* Texto fornecido
>>>

Divulgado nesta quinta-feira (19), um estudo do Observatório Covid-19 Fiocruz aponta que, em 2020, houve um aumento de óbitos maternos comparado aos anos anteriores no Brasil. O número, pode chegar a 40% a mais do que a estimativa para o período. Mesmo considerando a expectativa de aumento das mortes em geral em decorrência da pandemia de covid-19, o número ainda é 14% acima do que foi projetado. A pesquisa, que estimou o excesso de mortes maternas causadas direta e indiretamente pelo coronavírus no Brasil no ano de 2020, foi publicada na revista cientifica BMC Pregnancy and Childbirth.
Segundo o artigo, ao longo de 2020, o país registrou 549 mortes maternas por covid (que incluem grávidas e puérperas), a maioria durante o segundo e o terceiro trimestre de gestação. As chances de ser mulher negra, residir na zona rural e estar internada fora do município de residência entre os casos de óbitos maternos foram 44%, 61% e 28% maiores do que o grupo controle, respectivamente.
Durante o período, a qualidade da assistência à maternidade — que envolve questões como acesso, disponibilidade de recursos e práticas aceitáveis para o pré-natal, parto e puerpério — também influenciou no total de óbitos, assim como a falta de leitos de UTI para obstetrícia, independentemente de infecção por covid-19. Por isso, os pesquisadores tentaram identificar os fatores clínicos, sociais e assistenciais associados às mortes.

<<<

* Entradas listadas
>>>

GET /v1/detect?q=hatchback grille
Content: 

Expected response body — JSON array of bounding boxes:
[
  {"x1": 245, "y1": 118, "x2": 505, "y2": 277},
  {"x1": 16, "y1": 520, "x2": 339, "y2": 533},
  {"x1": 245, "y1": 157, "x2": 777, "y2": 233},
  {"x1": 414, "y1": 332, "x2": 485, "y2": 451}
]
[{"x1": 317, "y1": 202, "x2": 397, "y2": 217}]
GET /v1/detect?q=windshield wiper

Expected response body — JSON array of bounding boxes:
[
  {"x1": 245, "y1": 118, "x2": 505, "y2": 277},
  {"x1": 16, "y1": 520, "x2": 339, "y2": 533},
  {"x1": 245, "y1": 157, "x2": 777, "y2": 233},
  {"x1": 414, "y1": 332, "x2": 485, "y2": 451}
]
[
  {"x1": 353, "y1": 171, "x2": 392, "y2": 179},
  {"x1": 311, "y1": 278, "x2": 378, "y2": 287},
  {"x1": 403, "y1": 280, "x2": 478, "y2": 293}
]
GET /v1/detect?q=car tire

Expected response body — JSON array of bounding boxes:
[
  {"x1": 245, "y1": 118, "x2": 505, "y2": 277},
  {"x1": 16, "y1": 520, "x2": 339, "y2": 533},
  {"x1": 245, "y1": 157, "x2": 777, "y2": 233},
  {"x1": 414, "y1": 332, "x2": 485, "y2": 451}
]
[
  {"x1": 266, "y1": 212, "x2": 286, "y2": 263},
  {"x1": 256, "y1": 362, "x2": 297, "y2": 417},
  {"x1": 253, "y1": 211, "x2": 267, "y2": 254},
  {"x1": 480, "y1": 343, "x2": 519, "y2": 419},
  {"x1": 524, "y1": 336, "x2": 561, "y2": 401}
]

<<<

* Requisitos das tarefas
A) Diga se cada afirmação concorda com o texto sobre mortes maternas, respondendo sim ou não e citando literalmente as palavras do texto que decidem: (i) em 2020, o país registrou 549 mortes maternas por covid; (ii) a maioria dessas mortes ocorreu no primeiro trimestre de gestação; (iii) mesmo com o aumento de mortes esperado por causa da pandemia, o número ficou 14% acima do projetado.
B) Liste todos os percentuais que aparecem no texto sobre mortes maternas.
C) Retome o texto sobre mortes maternas logo após a última frase e escreva a continuação.
As entradas não têm nenhum papel nas tarefas.

* Respostas a seguir
A)
(i) Sim: "o país registrou 549 mortes maternas por covid".
(ii) Não: "a maioria durante o segundo e o terceiro trimestre de gestação".
(iii) Sim: "o número ainda é 14% acima do que foi projetado".

B) 40%, 14%, 44%, 61% e 28%

C)
O trabalho utilizou dados do Sistema de Informação de Vigilância Epidemiológica da Gripe (Sivep-Gripe) para óbitos por covid-19 nos anos de 2020 e 2021, e comparou com dados do Sistema de Informações sobre Mortalidade no ano de 2020 (quando já havia pandemia) e nos cinco anos anteriores, para estimar o número esperado de mortes maternas no país.
De acordo com o pesquisador Raphael Guimarães, esse cenário compromete o desafio de alcançar os Objetivos do Desenvolvimento Sustentável, estabelecidos pela Organização das Nações Unidas (ONU), até 2030 em um panorama global.
— A rede de serviços parece ter sido mais protetiva às gestantes e puérperas, garantindo internações mais imediatas e direcionamento para a terapia intensiva e invasiva. Contudo, o atraso do início da vacinação entre as grávidas e puérperas pode ter sido decisivo na maior penalização destas mulheres. Destacamos ainda que o excesso de óbitos teve a covid-19 não apenas como causa direta, mas inflacionou o número de mortes de mulheres que não conseguem acesso ao pré-natal e condições adequadas de realização do seu parto no país — pondera o principal investigador do estudo.
Guimarães reflete que é importante reconhecer que a covid-19 não atingiu de forma homogênea todos os grupos sociais e demográficos. Isso significa que as estratégias de monitoramento e intervenção devem ser orientadas por perfis e demandas específicas, garantindo a premissa da equidade das políticas públicas, incluindo as políticas de saúde. O estudo mostrou que a morte materna é marcada pelas iniquidades sociais, que têm relação estreita com a oferta de serviços de qualidade.